## [What needs to be done]
Take down each entry exactly as written.

┌─ Input records

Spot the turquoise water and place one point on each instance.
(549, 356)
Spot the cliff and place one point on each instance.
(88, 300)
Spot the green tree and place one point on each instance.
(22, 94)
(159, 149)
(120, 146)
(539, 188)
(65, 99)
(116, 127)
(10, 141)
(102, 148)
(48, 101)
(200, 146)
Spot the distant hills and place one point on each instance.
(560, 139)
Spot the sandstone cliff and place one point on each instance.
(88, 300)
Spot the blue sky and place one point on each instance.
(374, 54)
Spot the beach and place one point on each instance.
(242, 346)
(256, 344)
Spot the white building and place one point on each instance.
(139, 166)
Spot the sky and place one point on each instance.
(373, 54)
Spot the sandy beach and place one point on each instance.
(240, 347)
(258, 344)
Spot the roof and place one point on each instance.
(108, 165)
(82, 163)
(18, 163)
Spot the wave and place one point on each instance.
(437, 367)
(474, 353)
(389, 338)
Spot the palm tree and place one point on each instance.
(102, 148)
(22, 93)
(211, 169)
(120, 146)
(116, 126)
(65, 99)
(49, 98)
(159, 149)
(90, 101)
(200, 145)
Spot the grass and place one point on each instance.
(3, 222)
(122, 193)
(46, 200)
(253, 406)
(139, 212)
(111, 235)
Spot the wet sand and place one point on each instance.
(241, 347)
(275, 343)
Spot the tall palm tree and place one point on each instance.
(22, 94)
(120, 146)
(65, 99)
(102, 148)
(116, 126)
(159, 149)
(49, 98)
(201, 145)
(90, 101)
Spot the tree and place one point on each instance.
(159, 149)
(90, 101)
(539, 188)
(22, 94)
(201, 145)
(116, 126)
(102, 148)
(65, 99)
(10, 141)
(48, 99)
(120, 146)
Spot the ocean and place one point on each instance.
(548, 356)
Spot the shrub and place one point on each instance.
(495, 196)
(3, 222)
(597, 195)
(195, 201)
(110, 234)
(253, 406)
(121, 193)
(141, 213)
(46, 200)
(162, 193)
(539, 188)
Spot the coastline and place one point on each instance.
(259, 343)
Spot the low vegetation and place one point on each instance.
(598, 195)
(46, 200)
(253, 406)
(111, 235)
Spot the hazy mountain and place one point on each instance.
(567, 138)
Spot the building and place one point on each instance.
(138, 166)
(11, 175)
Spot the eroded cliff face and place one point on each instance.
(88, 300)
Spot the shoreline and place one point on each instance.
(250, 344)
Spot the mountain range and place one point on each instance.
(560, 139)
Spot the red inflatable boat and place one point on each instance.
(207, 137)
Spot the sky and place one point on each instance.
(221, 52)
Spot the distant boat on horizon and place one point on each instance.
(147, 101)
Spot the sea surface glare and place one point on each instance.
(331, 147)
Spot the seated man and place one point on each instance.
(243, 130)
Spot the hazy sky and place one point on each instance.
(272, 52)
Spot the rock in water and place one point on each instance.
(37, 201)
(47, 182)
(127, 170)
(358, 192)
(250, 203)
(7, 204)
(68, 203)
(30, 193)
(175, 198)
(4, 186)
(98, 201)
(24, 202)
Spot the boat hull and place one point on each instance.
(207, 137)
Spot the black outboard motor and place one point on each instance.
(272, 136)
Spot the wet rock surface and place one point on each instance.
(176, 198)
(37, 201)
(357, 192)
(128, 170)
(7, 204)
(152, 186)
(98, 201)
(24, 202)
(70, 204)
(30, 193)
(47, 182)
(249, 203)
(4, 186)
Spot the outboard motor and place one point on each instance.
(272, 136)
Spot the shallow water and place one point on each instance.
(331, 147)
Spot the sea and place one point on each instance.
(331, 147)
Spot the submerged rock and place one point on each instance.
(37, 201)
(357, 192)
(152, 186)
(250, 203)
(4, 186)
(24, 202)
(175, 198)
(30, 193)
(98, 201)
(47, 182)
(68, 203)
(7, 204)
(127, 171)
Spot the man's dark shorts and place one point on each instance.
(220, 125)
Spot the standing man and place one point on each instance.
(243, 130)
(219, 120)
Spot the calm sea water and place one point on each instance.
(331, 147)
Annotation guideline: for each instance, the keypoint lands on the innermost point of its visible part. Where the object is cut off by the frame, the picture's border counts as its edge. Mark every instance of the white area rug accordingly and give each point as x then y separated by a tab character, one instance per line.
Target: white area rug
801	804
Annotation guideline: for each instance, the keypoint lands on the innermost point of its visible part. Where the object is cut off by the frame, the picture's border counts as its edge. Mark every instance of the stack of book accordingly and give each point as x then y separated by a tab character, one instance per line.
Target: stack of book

└─

## [Answer to this problem]
Spot the turquoise water and place one point on each instance.
(549, 356)
Spot the cliff and place one point on each instance.
(88, 300)
Spot the green tree and place one point on each instance.
(22, 94)
(159, 149)
(120, 146)
(539, 188)
(65, 99)
(116, 127)
(10, 141)
(102, 148)
(48, 101)
(200, 146)
Spot the distant hills and place one point on each instance.
(560, 139)
Spot the sandstone cliff and place one point on each instance.
(88, 300)
Spot the blue sky and place one point on each instance.
(374, 54)
Spot the beach and place one point on each instance.
(242, 346)
(256, 344)
Spot the white building and place one point on each instance.
(139, 166)
Spot the sky and place one point on each instance.
(373, 54)
Spot the sandy beach and place one point on each instance.
(240, 347)
(258, 344)
Spot the roof and place one point on each instance.
(108, 165)
(82, 163)
(18, 163)
Spot the wave and place one point on each instance.
(437, 367)
(474, 353)
(389, 338)
Spot the palm tree and place one point on each instance.
(102, 148)
(22, 93)
(211, 169)
(120, 146)
(116, 126)
(65, 99)
(49, 98)
(159, 149)
(90, 101)
(200, 145)
Spot the grass and place one point on each instance.
(3, 222)
(122, 193)
(46, 200)
(253, 406)
(139, 212)
(111, 235)
Spot the wet sand and place one point on each instance.
(241, 347)
(275, 343)
Spot the tall palm tree and place one point on each instance.
(22, 94)
(120, 146)
(65, 99)
(102, 148)
(116, 126)
(159, 149)
(49, 98)
(201, 145)
(90, 101)
Spot the tree and place one point on each instance.
(159, 149)
(90, 101)
(539, 188)
(22, 94)
(201, 145)
(116, 126)
(102, 148)
(65, 99)
(10, 141)
(48, 99)
(120, 146)
Spot the ocean and place one point on each instance.
(548, 356)
Spot the shrub and place one point on each instance.
(495, 196)
(3, 222)
(597, 195)
(195, 201)
(110, 234)
(253, 406)
(121, 193)
(141, 213)
(46, 200)
(162, 193)
(539, 188)
Spot the coastline and place one point on each instance.
(259, 343)
Spot the low vegetation and place one point on each instance.
(598, 195)
(46, 200)
(253, 406)
(111, 235)
Spot the hazy mountain and place one point on each instance.
(567, 138)
Spot the building and place one point on each instance.
(138, 166)
(11, 175)
Spot the eroded cliff face and place one point on each instance.
(88, 300)
Spot the shoreline and place one point on each instance.
(250, 344)
Spot the mountain range and place one point on each instance.
(560, 139)
Spot the red inflatable boat and place one point on each instance.
(207, 137)
Spot the sky and place one point on each instance.
(221, 52)
Spot the distant boat on horizon and place one point on each instance.
(147, 101)
Spot the sea surface glare and place one point on each instance.
(331, 147)
Spot the seated man and place one point on each instance.
(243, 130)
Spot the hazy sky and place one point on each instance.
(272, 52)
Spot the rock in water and place one point on each instance.
(37, 201)
(47, 182)
(127, 170)
(358, 192)
(250, 203)
(7, 204)
(68, 203)
(30, 193)
(175, 198)
(4, 186)
(98, 201)
(24, 202)
Spot the boat hull and place one point on each instance.
(207, 137)
Spot the black outboard motor and place one point on each instance.
(272, 136)
Spot the wet rock surface and place one point on each instance.
(176, 198)
(37, 201)
(357, 192)
(128, 170)
(7, 204)
(152, 186)
(98, 201)
(24, 202)
(70, 204)
(30, 193)
(47, 182)
(249, 203)
(4, 186)
Spot the outboard motor and place one point on each instance.
(272, 136)
Spot the shallow water and place one point on each instance.
(331, 147)
Spot the sea and place one point on each instance.
(331, 147)
Spot the submerged rock and place one point on each instance.
(37, 201)
(357, 192)
(152, 186)
(250, 203)
(4, 186)
(24, 202)
(175, 198)
(30, 193)
(98, 201)
(47, 182)
(68, 203)
(7, 204)
(127, 171)
Spot the man's dark shorts and place one point on each instance.
(220, 125)
Spot the standing man and place one point on each instance.
(243, 130)
(219, 120)
Spot the calm sea water and place one point on each instance.
(331, 147)
Annotation guideline: for each instance, the keypoint lands on the innermost point of its visible part. Where the object is cut off by the frame, the picture's border counts as its edge. Mark every instance of the white area rug accordingly and give each point as x then y separated by a tab character, one instance per line.
Target: white area rug
801	804
Annotation guideline: for each instance, the keypoint lands on the innermost point of its visible part. Where the object is cut off by the frame, the picture's border counts as its edge. Mark every instance of the stack of book accordingly and give each point as x then y separated by a tab character, one instance per line.
Target: stack of book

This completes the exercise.